[PROVIDED ENTRIES]
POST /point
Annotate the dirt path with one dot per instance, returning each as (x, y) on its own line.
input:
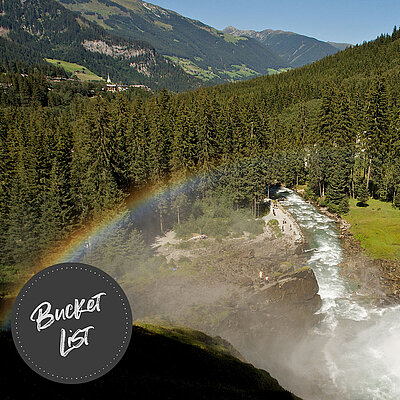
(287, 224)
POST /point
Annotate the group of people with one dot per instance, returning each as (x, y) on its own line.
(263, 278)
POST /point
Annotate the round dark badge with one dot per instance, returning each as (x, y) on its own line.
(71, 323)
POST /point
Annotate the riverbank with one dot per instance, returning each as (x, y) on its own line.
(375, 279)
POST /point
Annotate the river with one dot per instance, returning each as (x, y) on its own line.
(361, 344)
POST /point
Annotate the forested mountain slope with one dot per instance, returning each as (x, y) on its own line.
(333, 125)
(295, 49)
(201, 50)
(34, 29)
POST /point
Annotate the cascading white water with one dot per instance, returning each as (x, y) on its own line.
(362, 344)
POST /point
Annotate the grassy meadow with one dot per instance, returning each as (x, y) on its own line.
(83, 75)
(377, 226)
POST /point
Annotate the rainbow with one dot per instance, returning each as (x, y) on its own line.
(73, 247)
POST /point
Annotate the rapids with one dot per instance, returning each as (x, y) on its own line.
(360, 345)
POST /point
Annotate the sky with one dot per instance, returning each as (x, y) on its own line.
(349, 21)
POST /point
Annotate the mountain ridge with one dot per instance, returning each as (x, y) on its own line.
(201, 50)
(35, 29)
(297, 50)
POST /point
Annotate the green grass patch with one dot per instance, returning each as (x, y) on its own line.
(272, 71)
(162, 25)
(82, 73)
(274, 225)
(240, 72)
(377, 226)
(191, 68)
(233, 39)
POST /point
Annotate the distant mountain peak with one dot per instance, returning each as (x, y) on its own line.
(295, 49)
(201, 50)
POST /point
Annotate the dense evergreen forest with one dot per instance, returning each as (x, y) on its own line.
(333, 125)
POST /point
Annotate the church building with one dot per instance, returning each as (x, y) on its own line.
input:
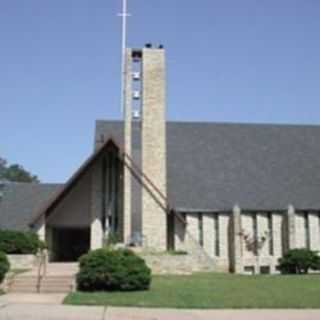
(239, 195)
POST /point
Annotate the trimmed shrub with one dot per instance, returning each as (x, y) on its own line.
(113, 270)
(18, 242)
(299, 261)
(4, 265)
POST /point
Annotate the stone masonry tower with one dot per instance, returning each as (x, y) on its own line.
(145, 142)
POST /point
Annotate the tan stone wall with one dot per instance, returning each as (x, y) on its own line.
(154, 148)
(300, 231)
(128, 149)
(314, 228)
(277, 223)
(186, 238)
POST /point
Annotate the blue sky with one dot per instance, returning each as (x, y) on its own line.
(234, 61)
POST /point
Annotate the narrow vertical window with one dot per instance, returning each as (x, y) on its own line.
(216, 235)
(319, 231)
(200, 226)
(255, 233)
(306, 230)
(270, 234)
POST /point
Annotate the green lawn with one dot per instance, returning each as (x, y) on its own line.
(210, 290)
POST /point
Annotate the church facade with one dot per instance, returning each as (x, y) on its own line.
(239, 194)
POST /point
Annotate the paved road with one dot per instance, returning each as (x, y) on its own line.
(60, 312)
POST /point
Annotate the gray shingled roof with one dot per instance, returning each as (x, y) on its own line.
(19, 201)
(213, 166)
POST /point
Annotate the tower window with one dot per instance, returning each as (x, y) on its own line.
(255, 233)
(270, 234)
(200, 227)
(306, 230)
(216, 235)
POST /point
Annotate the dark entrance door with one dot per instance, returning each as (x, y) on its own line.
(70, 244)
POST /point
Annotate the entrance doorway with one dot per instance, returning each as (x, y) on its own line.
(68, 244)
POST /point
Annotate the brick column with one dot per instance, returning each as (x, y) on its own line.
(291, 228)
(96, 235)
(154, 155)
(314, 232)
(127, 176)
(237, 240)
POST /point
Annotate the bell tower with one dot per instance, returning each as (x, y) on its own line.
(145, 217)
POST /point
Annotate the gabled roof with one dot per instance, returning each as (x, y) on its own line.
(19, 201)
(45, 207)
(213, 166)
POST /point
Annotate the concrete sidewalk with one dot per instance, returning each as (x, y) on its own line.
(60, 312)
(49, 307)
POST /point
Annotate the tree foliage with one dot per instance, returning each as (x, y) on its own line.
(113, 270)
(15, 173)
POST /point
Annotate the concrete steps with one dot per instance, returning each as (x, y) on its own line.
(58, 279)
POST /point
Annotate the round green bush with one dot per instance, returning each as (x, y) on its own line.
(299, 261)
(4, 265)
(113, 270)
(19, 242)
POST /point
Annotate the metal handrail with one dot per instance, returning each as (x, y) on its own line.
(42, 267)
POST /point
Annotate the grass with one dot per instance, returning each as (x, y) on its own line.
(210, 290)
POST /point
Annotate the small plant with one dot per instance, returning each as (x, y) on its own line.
[/PROVIDED ENTRIES]
Everything in the entries except the pictures must be duplicated exactly.

POST /point
Annotate the dirt path with one dot per instance, returning each as (x, y) on its own line.
input:
(287, 224)
POST /point
Annotate the group of people with one dot per instance, returning each as (x, y) on its own line.
(263, 278)
POST /point
Annotate the round dark badge with one dot per instance, returning each as (x, y) on its own line.
(71, 323)
POST /point
Annotate the riverbank with one dot per instance, returning each as (x, y) on its own line.
(375, 279)
POST /point
Annotate the river with one dot per instance, returning each as (x, y) on its own line.
(361, 344)
POST /point
Annotate the forested mountain slope with one dot per instance, returning each as (x, y) on its own line.
(333, 125)
(295, 49)
(201, 50)
(34, 29)
POST /point
Annotate the cascading white water with one dot per instance, returning each as (x, y) on its own line.
(362, 344)
POST /point
Annotate the grassy meadow with one dot per instance, returning each as (x, y) on its own line.
(83, 75)
(377, 226)
POST /point
Annotate the rainbow with one dot per instance, returning each as (x, y) on its own line.
(73, 247)
POST /point
Annotate the rapids with one dot per instance, returning each as (x, y) on its own line.
(360, 345)
POST /point
Annotate the sky with one dot per instance, returning each as (x, y) on its own line.
(349, 21)
POST /point
Annotate the mountain ridge with one dot per instance, returning each as (x, y) on its own line.
(201, 50)
(35, 29)
(297, 50)
POST /point
Annotate the green grass patch with one dot per instance, returning each as (x, y) on its own line.
(272, 71)
(162, 25)
(82, 73)
(274, 225)
(240, 72)
(377, 226)
(191, 68)
(233, 39)
POST /point
Annotate the distant mountain peak with one dot per instance, returning each as (x, y) on its own line.
(295, 49)
(201, 50)
POST /point
Annotate the dense evergreen forest with one dot per instance, returning each as (x, y) on its own line.
(333, 125)
POST /point
Annotate the church building with one dot per instance, returning each as (x, y) on its own line.
input:
(239, 195)
POST /point
Annotate the trimmed shrub with one dot per instance, returning each as (x, y) on its own line.
(113, 270)
(18, 242)
(299, 261)
(4, 265)
POST /point
Annotate the stone masonry tower with one dot per instance, returning each as (x, y) on its own line.
(145, 142)
POST /point
Annotate the tan stone wall with one dot per instance, returning each as (x, y) on its own line.
(154, 148)
(300, 231)
(128, 149)
(314, 228)
(277, 223)
(186, 238)
POST /point
Annotate the blue sky with one dot per instance, returning each as (x, y) on its own line.
(234, 61)
POST /point
Annotate the narrow vertical window with one dot per instance, returning each as (x, y) on its own line.
(216, 235)
(319, 231)
(200, 226)
(255, 233)
(306, 230)
(270, 234)
POST /point
Annotate the green lawn with one dot per instance, returning each as (x, y) on its own line.
(210, 290)
POST /point
Annotate the church facade with one dot per instance, returning each as (x, y) on its own line.
(239, 194)
POST /point
Annotate the paved road with one dot per instance, returning each as (x, y) on its own line.
(60, 312)
POST /point
Annotate the gray shingled roof with one dot per instance, returning each as (x, y) on its own line.
(19, 201)
(213, 166)
POST /point
Annotate the tower window with one dot per instance, returning each as (x, y) on its own line.
(255, 233)
(270, 234)
(200, 227)
(306, 230)
(216, 235)
POST /point
Annotate the dark entrance door with one dot per instance, returning each as (x, y) on its own line.
(70, 244)
POST /point
Annotate the entrance doorway with one dot per instance, returning each as (x, y) on its own line.
(68, 244)
POST /point
Annotate the brick column with one dot per instance, returning each as (x, y) on its own line.
(291, 228)
(96, 235)
(154, 155)
(314, 232)
(127, 176)
(237, 240)
POST /point
Annotate the bell tower with one dot per instance, returning each as (x, y) on its own line.
(145, 217)
POST /point
Annotate the gabled roof with one dot per instance, returning each as (x, y) on its own line.
(19, 201)
(45, 207)
(213, 166)
POST /point
Annotate the concrete sidewalk with one dot per instance, returning each as (x, y) on its own line.
(60, 312)
(49, 307)
POST /point
Annotate the tree foliage with one dot per instance, returning each as (x, y) on its own line.
(113, 270)
(15, 173)
POST /point
Annotate the concrete steps with one dot per instance, returning each as (x, y) on its own line.
(58, 279)
POST /point
Annotate the round green bush with one dot per instance, returning each as (x, y) on its own line.
(299, 261)
(4, 265)
(113, 270)
(19, 242)
POST /point
Annotate the metal handrail with one dot per instance, returning each as (x, y) on its own line.
(42, 267)
POST /point
Annotate the grass with one dot per instance, returning each as (x, y) on its own line.
(210, 290)
POST /point
Annotate the small plant with one dot per instance, returning each as (x, y) on its own line.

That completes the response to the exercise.